Directions for this task :: Please go line by line and repeat the data below exactly, with no images.

Supplied data ::

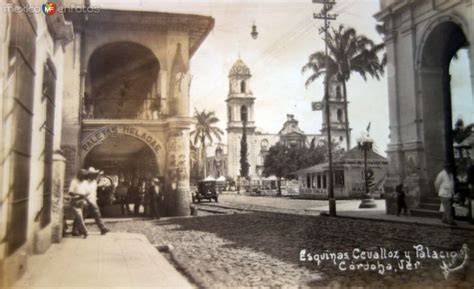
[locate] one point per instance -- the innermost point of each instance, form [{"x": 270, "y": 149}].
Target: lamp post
[{"x": 365, "y": 144}]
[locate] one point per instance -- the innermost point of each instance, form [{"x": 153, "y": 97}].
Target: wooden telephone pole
[{"x": 324, "y": 15}]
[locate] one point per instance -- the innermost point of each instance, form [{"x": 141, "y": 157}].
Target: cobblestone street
[{"x": 263, "y": 249}]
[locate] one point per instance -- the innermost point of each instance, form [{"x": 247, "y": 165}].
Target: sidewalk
[{"x": 116, "y": 260}]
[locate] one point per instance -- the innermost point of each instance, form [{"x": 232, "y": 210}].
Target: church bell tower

Problem solution ::
[locate] one point per instance -- the innermost point of each instance, form [{"x": 270, "y": 149}].
Target: lamp post
[{"x": 365, "y": 144}]
[locate] one point per instance -- the innermost point of each instance, form [{"x": 153, "y": 97}].
Target: wooden telephone pole
[{"x": 324, "y": 15}]
[locate] one point per instance -- the innermost point of each instance, form [{"x": 141, "y": 157}].
Target: cobblestone street
[{"x": 263, "y": 249}]
[locate] one point per instance -- the innermost point of each instance, form [{"x": 247, "y": 165}].
Target: sidewalk
[{"x": 116, "y": 260}]
[locate] one point per instance -- the innermost point of each instance, form [{"x": 232, "y": 210}].
Target: church bell tower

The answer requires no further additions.